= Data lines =
┌──

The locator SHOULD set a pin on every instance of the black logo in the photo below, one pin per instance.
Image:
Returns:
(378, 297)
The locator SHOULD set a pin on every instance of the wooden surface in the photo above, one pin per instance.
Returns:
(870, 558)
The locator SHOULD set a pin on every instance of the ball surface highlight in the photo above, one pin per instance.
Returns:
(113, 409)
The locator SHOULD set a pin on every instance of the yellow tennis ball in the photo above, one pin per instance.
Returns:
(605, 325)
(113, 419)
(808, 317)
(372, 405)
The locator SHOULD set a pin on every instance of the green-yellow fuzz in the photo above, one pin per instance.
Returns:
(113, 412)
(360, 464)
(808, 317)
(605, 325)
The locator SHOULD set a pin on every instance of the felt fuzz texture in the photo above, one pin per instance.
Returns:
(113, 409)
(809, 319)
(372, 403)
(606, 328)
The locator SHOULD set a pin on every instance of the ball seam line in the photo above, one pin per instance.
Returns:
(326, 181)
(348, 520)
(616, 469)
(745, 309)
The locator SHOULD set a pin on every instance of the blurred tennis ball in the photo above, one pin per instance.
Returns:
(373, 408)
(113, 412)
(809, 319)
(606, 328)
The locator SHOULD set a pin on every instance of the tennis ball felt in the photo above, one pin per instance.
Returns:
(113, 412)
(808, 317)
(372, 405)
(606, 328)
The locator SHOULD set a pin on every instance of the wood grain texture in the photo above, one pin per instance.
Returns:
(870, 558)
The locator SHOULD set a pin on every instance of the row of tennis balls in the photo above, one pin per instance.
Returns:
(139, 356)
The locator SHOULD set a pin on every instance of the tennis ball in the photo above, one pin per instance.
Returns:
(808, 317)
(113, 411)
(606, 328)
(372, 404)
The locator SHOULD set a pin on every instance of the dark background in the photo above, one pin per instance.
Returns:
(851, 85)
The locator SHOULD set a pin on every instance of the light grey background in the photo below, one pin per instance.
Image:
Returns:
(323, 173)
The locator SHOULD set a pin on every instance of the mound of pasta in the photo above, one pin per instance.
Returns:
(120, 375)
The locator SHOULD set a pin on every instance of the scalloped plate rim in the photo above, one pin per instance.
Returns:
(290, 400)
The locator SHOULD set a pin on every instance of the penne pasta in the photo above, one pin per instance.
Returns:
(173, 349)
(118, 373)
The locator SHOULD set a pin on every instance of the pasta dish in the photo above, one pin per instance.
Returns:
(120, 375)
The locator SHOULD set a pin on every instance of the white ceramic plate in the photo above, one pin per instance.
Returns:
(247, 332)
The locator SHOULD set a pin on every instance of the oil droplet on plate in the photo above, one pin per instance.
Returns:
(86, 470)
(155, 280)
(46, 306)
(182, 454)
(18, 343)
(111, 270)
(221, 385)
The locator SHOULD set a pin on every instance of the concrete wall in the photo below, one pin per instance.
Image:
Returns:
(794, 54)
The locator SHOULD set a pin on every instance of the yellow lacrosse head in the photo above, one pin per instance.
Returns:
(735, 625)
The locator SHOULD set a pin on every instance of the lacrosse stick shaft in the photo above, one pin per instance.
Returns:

└──

= Problem requirements =
Extract all of the items above, copying each line word for word with no changes.

= Answer to this task =
The locator SHOULD set a pin on every instance of the black logo in the photo below, one pin per instance.
Image:
Returns:
(378, 297)
The locator SHOULD set a pin on every instance of the wooden surface in the photo above, one pin per instance.
Returns:
(870, 558)
The locator SHOULD set a pin on every instance of the ball surface highlight in the photo above, one pin per instance.
Returns:
(113, 409)
The locator SHOULD set a pin on every instance of the yellow tennis ball in the photo above, one pin per instance.
Returns:
(605, 325)
(113, 419)
(808, 317)
(372, 405)
The locator SHOULD set a pin on every instance of the green-yellow fuzz in the photo above, one pin per instance.
Returns:
(113, 412)
(360, 464)
(808, 317)
(605, 325)
The locator SHOULD set a pin on every instance of the felt fuzz texture in the photo above, one pin per instance.
Returns:
(113, 409)
(809, 319)
(372, 403)
(606, 328)
The locator SHOULD set a pin on every instance of the ball seam line in the photo above, one pin per instance.
Returns:
(326, 181)
(348, 520)
(616, 469)
(745, 309)
The locator SHOULD set a pin on every instance of the blurred tennis ball in the photo above, one pin per instance.
Returns:
(373, 408)
(113, 412)
(809, 319)
(606, 328)
The locator SHOULD set a pin on every instance of the tennis ball felt in the photo above, one pin per instance.
Returns:
(113, 412)
(808, 317)
(372, 405)
(606, 328)
The locator SHOULD set a pin on every instance of the wood grain texture in the photo above, one pin per instance.
Returns:
(870, 558)
The locator SHOULD set a pin on every instance of the row of tennis balls in the photo above, one pin per instance.
Returns:
(139, 356)
The locator SHOULD set a pin on every instance of the tennis ball in the photo above, one pin per instance.
Returns:
(808, 317)
(113, 411)
(606, 328)
(372, 404)
The locator SHOULD set a pin on every instance of the dark background in the photo above, one pin per instance.
Returns:
(851, 85)
The locator SHOULD set a pin on every instance of the light grey background in the photo below, one pin per instance.
Image:
Returns:
(323, 173)
The locator SHOULD set a pin on every instance of the mound of pasta in the photo above, one pin per instance.
Returns:
(120, 375)
The locator SHOULD set a pin on every instance of the scalloped plate rim in the photo above, one pin per instance.
Returns:
(290, 400)
The locator SHOULD set a pin on every instance of the penne pasta in the photo above, one pin per instance.
Returns:
(173, 349)
(118, 373)
The locator SHOULD set a pin on every instance of the pasta dish in the photo above, one pin per instance.
Returns:
(120, 375)
The locator SHOULD set a pin on every instance of the white ceramic plate in the photo above, one pin per instance.
Returns:
(247, 332)
The locator SHOULD set a pin on every instance of the oil droplet on plate in the photo above, one pin per instance.
Returns:
(86, 470)
(155, 280)
(46, 306)
(182, 454)
(18, 343)
(111, 270)
(221, 385)
The locator SHOULD set a pin on every instance of the concrete wall in the photo below, one pin per instance.
Image:
Returns:
(794, 54)
The locator SHOULD set a pin on every instance of the yellow lacrosse head in the photo above, one pin per instance.
Returns:
(735, 625)
The locator SHOULD set a pin on every instance of the lacrosse stick shaft in the photo above, one pin per instance.
Returns:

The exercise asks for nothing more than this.